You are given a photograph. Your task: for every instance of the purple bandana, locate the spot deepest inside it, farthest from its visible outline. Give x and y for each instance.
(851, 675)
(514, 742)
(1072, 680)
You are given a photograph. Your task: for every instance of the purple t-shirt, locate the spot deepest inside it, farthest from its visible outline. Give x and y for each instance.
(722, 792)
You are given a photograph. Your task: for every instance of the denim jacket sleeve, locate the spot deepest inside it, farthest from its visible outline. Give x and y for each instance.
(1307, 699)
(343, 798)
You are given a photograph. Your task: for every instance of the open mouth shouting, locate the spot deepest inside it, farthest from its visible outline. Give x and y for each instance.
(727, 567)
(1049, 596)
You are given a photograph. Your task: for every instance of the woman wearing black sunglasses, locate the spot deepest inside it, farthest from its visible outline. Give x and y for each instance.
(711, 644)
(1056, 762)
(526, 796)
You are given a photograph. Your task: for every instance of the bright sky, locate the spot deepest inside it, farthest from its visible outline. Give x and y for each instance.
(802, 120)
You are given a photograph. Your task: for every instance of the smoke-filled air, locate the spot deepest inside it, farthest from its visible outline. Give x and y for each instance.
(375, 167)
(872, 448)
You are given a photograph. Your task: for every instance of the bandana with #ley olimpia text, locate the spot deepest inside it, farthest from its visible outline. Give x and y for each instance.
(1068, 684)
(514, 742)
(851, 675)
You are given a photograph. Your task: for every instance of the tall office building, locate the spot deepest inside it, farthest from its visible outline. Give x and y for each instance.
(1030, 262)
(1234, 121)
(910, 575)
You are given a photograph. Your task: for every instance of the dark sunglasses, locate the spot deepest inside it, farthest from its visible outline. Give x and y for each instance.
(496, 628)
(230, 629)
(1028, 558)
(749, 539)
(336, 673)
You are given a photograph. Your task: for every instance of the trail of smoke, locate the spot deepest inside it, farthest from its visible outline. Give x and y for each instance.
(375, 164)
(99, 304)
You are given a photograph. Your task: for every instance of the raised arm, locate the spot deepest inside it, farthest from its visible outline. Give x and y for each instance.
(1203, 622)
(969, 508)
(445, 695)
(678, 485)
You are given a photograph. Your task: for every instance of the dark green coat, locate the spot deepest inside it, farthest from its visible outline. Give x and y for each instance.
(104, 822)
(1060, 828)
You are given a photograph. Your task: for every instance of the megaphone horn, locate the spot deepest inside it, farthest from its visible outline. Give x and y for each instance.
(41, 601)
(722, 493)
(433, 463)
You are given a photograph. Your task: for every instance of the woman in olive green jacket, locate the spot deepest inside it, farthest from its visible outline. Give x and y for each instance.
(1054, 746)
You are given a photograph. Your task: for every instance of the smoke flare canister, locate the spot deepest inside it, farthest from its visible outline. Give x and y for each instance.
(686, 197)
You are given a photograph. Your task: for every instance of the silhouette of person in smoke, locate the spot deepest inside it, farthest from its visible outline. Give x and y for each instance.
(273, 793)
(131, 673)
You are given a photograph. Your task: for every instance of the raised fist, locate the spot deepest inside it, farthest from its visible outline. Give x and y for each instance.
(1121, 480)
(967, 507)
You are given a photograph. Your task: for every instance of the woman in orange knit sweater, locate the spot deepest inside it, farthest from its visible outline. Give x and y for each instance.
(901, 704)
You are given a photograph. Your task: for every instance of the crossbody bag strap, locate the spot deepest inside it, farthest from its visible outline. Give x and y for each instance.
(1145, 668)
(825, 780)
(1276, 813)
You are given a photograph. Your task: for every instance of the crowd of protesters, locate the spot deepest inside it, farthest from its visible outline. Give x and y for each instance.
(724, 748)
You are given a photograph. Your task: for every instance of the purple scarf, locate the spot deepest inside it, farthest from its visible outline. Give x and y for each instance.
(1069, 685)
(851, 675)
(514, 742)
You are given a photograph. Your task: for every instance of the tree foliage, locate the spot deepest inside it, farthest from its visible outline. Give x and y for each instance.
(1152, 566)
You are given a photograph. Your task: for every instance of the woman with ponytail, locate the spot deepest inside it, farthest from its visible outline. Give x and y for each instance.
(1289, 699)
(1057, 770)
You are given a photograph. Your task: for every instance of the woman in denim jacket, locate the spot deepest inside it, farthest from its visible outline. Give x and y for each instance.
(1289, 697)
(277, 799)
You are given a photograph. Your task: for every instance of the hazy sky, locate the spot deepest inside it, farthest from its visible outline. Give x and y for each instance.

## Work task
All of the entries are to be transcribed exactly.

## Task output
You are given a photograph. Your task: for every instance of the purple bandana, locate the spot deepest inside it, farthest from its visible outline. Give x and y for each instance.
(851, 675)
(514, 742)
(1072, 680)
You are given a photograph. Your task: for every instance of the purple t-shirt, locate the spot deepest inside it, farthest from its visible outline. Give x and y for each instance.
(722, 792)
You are given a photograph. Your task: for every instance of the denim jacket sleeve, locate the spot deepest inside it, farthest from its visible outline. Give x and y for each instance.
(1307, 699)
(343, 798)
You are given a photograph. Your task: for every instance of the open mouth shouting, locate the spot deepest inside it, farthest from its visible outline. Give x and y for each instance.
(727, 567)
(1049, 596)
You are given a photograph. Your task: for every instance of the woman wearing black sunglasses, locate the spot deepest inside it, farthest from its visible outline. Give x and y for each instance.
(711, 644)
(1056, 762)
(526, 796)
You are given a photograph. Your task: for every instance of the bright sky, locate the spot deepest inside it, farthest from its visible outline. Give x and y for each instance.
(802, 120)
You are given a photograph. Your task: for every instance of the smoke-filled air, locate the spot deepest inside it, farthest from its visible outline. Give x and y for each instance.
(375, 167)
(872, 448)
You are given a photograph. Your task: for every instance of the bandana with #ley olimpia text, locate the spot deepest inside it, farthest from its visible outline. Give x and y for each instance.
(1068, 684)
(514, 742)
(851, 675)
You are given a photograph. Your task: for every instance of the tall office building, locate the spot deepest inside it, farthest from its visible outline. Give x and y for each instance.
(1030, 262)
(1234, 121)
(910, 575)
You are given a photograph. Your task: for every instance of the dark sunglasses, locate the spot deepest inside it, farthest from its visible outline. Give x and y for each instance.
(496, 628)
(230, 629)
(1028, 558)
(749, 539)
(336, 673)
You are given a photograph. Your task: for every instance of the trail of smoke, locate the spot deepest inside it, farthest from its visible outline. Give x and y for each instance.
(375, 164)
(99, 304)
You are given a photograph. Your task: for every instance of the raised arm, locate the spot deepest inside it, farthest from its visible outline. Give x and y for each instance.
(1203, 622)
(969, 508)
(445, 695)
(678, 485)
You are given a photograph. Your task: for every instance of the dark green coat, locate the spot deepest inside it, farthest from its visible outline. Give x and y for each instance.
(104, 822)
(1060, 828)
You are given a photograph. Your task: for every instance of the megaphone horn, locate the spot deepest inside it, farthest from its visible outline. Give x and y for each instance.
(41, 601)
(722, 493)
(433, 463)
You are given a photograph. Your task: for every instance of the woman in olive green jacket, locate the spot deepest inside it, farthest from its visible outline. Give x and y for each instance.
(1054, 746)
You are given a photograph. Your task: for every instance of the smoke flare canister, locate the spot deepest inside it, farthest from its visible outline. Give x and y for each instance.
(686, 197)
You are given a photograph. Your task: for every instance of the silhouette of person in smoke, locate the spot deepest inside it, farthest from its visible outline. Give x and y for each instance.
(273, 793)
(131, 673)
You are given a photograph. Your task: for every instance of the raised fist, locate the spot deepest inside it, farthest from its visible outline. Give x and y for each instance.
(1121, 480)
(967, 507)
You are given a photograph. Your task: for every instance of the woman in orange knit sweater, locate the spot deepest inside it, farthest from its visible outline. Give x and y for each instance.
(901, 704)
You are given a photograph. Your task: for every instance of the crossbody bag strap, locate the spot deepest inside it, farthest from its visible outline. Give x and y for each instance.
(1145, 668)
(825, 780)
(1276, 813)
You are given a photograph. Your task: for every instance of the crowd of protesters, locate the spot deepest inside it, farthest from its visible outline. Give x and y for each instance.
(724, 748)
You are given a photograph. Your task: for every instance of the purple scarf, locate the spot deepest inside it, farthest from its visible outline. Give x and y for each instance.
(1069, 685)
(851, 675)
(514, 742)
You are given a photograph. Your task: for every instance of the tree foliage, locate the spot deepest inside it, farthest from its visible outline. Give x and y for each instance.
(1152, 566)
You are given a photograph. Your task: for every instance of the woman with ponytail, locate the spot deepest inside it, farthest from its visible outline. Give x and y for each instance.
(1289, 699)
(1057, 770)
You are given a photograph. Your task: for every instance of the woman in denim jacket, locate the spot deepest inside it, farthest from its visible outline. Give x and y for each instance.
(1289, 697)
(277, 799)
You are given a photograph. Your task: for every instance of the hazy sky, locate the spot deepest inside it, farthest from its visible outline. Give x and y for each instance.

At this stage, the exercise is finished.